Afrika, Senegal

Abschiedsschmerz

Samstag, unser letzter Tag in Senegal. Es ist wieder einmal so viel passiert, dass ich den Nachmittag am liebsten verschlafen würde. Der Morgen – wie immer. Augen auf, aufspringen, Badeklamotten an. Ich drehe eine extralange Runde im Meer. Dann watscheln wir für den ersten Kaffee des Tages zu Hamids Kaffeestand, von den senegalesischen Jungs ob unserer Anwesenheit in „German Café“ umgetauft. Die alte, senegalesische Dame von gestern ist wieder da, sitzt auf einem Stein im Schatten. Diesmal begrüßt sie mich mit Küsschen. Sogar William begrüßt uns.

 

The German Café

Vincent erzählt uns von seinem Traum, einem Café mit einer Bar. „Wir nennen es: German Café.“ Führt er begeistert aus. „Ihr investiert in Geräte und Kaffeemaschinen, wir werden für euch arbeiten. Ihr kassiert nur das Geld. Keine langen Fahrten mehr, Grandfather“- so Vincent zu Stefan. „Du wirst hier am Strand bleiben. Hör zu, Mama,“ so Vincent zu mir. „Ich habe es in meinem Traum gesehen.“

Stefan lässt über Spotify Cypress Hill und Eminem laufen. Alle klatschen und die alte Frau lacht, als Stefan eine Tanzeinlage hinlegt.

Vincent wird zwischendurch wieder ernst. Erzählt von seinem Leben, seiner steten Suche nach Arbeit und den vielen jungen Männer, die in kleinen Booten nach Europa losgezogen sind, um ihre Familien stolz zu machen und auf der Überfahrt gestorben sind. Erzählt von den vielen Müttern, die um ihre Söhne weinen. Vielleicht denkt er, wir wüssten das alles nicht, doch wir wissen davon, natürlich wissen wir davon. Und mir sitzt ein Kloß im Hals, während ich jetzt schreibe. Mit dem Leben dieser jungen Menschen wird Politik gemacht.

───

AUFGABEN
1 > Schreib aus dem Textauszug den Teil zwischen „The German Café“ und „eine Tanzeinlage hinlegt.“ ab, beide eingeschlossen.
2 > Welchen Namen hat Hamids Kaffeestand laut Textauszug von den senegalesischen Jungs bekommen?
3 > Führ den Textauszug über den letzten Tag in Senegal nach seinem letzten Satz weiter.
Die Daten haben mit dem Textauszug nichts zu tun.

ERFASSTE DATEN
───

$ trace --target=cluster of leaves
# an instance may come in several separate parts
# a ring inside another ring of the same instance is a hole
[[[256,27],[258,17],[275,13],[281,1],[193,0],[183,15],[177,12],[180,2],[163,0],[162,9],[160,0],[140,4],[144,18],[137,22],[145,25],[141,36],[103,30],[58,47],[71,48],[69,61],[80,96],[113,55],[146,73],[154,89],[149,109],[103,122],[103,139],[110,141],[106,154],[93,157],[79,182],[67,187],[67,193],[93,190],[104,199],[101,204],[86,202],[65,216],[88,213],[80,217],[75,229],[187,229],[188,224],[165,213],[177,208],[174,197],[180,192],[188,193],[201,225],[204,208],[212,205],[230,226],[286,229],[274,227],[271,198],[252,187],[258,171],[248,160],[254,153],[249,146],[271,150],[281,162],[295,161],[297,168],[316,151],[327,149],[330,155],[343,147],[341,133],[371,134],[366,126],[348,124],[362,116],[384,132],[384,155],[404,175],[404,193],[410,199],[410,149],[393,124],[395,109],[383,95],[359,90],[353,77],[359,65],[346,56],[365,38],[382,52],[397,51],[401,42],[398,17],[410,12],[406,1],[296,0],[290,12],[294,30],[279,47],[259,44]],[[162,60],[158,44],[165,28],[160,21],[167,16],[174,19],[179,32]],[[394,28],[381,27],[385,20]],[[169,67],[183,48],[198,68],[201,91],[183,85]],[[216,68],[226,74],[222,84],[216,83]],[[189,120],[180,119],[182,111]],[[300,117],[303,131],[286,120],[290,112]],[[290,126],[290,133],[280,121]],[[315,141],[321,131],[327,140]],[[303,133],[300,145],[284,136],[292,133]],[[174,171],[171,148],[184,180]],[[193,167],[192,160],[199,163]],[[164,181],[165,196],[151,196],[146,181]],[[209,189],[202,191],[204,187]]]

───

LÖSUNGEN
1 >
The German Café

Vincent erzählt uns von seinem Traum, einem Café mit einer Bar. „Wir nennen es: German Café.“ Führt er begeistert aus. „Ihr investiert in Geräte und Kaffeemaschinen, wir werden für euch arbeiten. Ihr kassiert nur das Geld. Keine langen Fahrten mehr, Grandfather“- so Vincent zu Stefan. „Du wirst hier am Strand bleiben. Hör zu, Mama,“ so Vincent zu mir. „Ich habe es in meinem Traum gesehen.“

Stefan lässt über Spotify Cypress Hill und Eminem laufen. Alle klatschen und die alte Frau lacht, als Stefan eine Tanzeinlage hinlegt.

2 > „German Café“

3 >
Was Vincent nicht erwähnt, ist die Tatsache, dass einige Familien die jungen Männer geradezu drängen, ihr Glück in Europa zu versuchen. Dass viele der Männer diesem Drängen nachgeben. Und dass das keine Lösung ist. Oder doch? Ein großer Teil des senegalesischen BIP wird über die Diaspora im Ausland erwirtschaftet. „Ich werde Senegal nicht verlassen.“ Sagt Vincent. „Ich bleibe hier, wo ich bin, werde versuchen, hier zu leben und zu arbeiten. Es ist immer besser, wenn man da bleibt, wo man ist.“

 

The last tee time

Es gibt wieder eine lange Teerunde bei Ibrahim, dem Mann aus Mali. Er schenkt uns Perlenarmbänder zur Erinnerung, wir machen Abschiedsselfies. Unsere „Lieblingshändlerin“ späht durch die zum Verkauf aufgehängte Kleidung hindurch ins Innere des Raumes und sieht uns dort sitzen. Wenn Blicke töten könnten. Tja, mit Honig fängt man eben mehr Fliegen als mit Essig.

Was diese eine Händlerin betrifft, so gibt es zu ihr eine Never Ending Story, die mit unserer Ankunft in Saly begonnen hatte und über die wir herzlich schmunzeln. So hatte es sich die Dame zur Gewohnheit gemacht, vor unserem Hotel zu sitzen auf der Suche nach Kundschaft. Dies scheint ihr Stammplatz zu sein. Nach anfänglicher Begrüßung machte sie uns ziemlich schnell klar, dass sie verkaufe, da sie eine ganze Familie zu ernähren habe. Soweit, so normal. Eines Nachmittags – da waren wir wohl beschwipst vom Flag – ließ sich Stefan auf Verhandlungen ein. Ein bunter Schal war das Objekt seiner Begierde. Fast schien es so, als wären er und die beiden Damen sich einig geworden, doch eine kleine Änderung der Grundvoraussetzungen (ich weiß nicht mehr exakt, worum es ging, irgendwas mit „zwei Schals kaufen, günstiger bekommen“ oder so) trat Stefan von der Kaufentscheidung zurück.

Seitdem vollzieht sich folgendes. Unsere Lieblingshändlerin mit dem säuerlichen Gesichtsausdruck (ja wirklich, es gibt nur wenige Menschen, die einen solchen gepachtet zu haben scheinen) ignoriert uns total und schaut demonstrativ weg oder kramt in ihren Sachen, sobald wir uns nähern. So ignoriert laufen wir natürlich vorbei, wohl wissend, was als nächstes passiert. „Gu-uten Tag!“ Ruft uns die Frau hinterher. „Grüßt man sich denn heutzutage nicht mehr?“ „Guten Tag!“ Antworten wir dann fröhlich. Aber natürlich grüßt man sich.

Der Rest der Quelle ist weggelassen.